--- Begin ---

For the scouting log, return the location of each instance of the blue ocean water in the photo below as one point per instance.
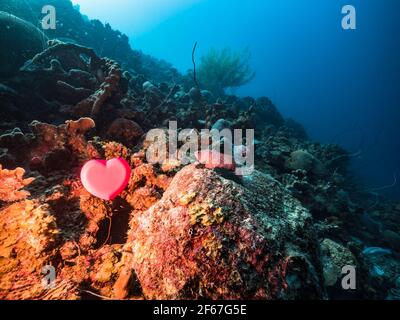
(342, 85)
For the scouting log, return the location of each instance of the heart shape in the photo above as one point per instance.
(105, 179)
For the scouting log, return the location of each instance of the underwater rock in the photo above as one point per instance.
(392, 239)
(213, 159)
(222, 124)
(19, 42)
(334, 258)
(303, 160)
(28, 235)
(11, 183)
(125, 131)
(235, 242)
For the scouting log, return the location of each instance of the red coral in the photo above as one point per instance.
(11, 183)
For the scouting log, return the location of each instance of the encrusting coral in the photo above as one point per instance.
(177, 231)
(11, 183)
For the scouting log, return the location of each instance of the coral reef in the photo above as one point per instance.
(195, 231)
(208, 238)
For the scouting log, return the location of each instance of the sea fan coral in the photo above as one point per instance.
(11, 183)
(224, 69)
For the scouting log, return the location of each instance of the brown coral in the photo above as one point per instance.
(11, 183)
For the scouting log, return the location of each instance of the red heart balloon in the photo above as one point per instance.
(105, 179)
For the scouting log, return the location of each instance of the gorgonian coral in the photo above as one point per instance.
(222, 69)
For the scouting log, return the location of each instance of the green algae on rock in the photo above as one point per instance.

--- End ---

Please write out all of these lines again, requests included, with each point coordinate in the answers multiplied by 1.25 and rounded to a whole number, halves rounding up. Leave the pictures out of your answer.

Written answer
For the scouting log, return the location of each instance of the blue ocean water in the photo below as one point per instance.
(428, 106)
For the scouting log, return the location of each instance of the heart shape in the photo above as one point per instance.
(131, 224)
For the scouting log, return the location of each instance of the underwater rock in the photo above as one point per instance.
(490, 299)
(266, 199)
(278, 155)
(24, 53)
(418, 323)
(379, 200)
(35, 294)
(14, 229)
(156, 164)
(294, 303)
For the scouting log, return the location of each instance of the red coral in the photo above as one point per instance.
(14, 229)
For the scouting log, return the location of each instance of the encrusting coral in the photo above as one point per instance.
(221, 289)
(14, 229)
For the scouting log, return the location of each instance of the coral reef in the photo above as one point per instance.
(244, 289)
(260, 298)
For the scouting log, return the location of each instance of the sea fan coral in the photo above as one point per instance.
(14, 229)
(280, 86)
For the scouting log, return the location of each instance of the brown coral in the photo above as one point per instance.
(14, 229)
For the scouting log, return the location of each instance of the red heart balloon in the photo above as one point per instance.
(131, 224)
For the scouting log, return the location of each instance of the gorgonian coral in the photo above as one point per instance.
(278, 86)
For the scouting log, return the location of each instance of the green algae on rock in the photo above as one point per instance.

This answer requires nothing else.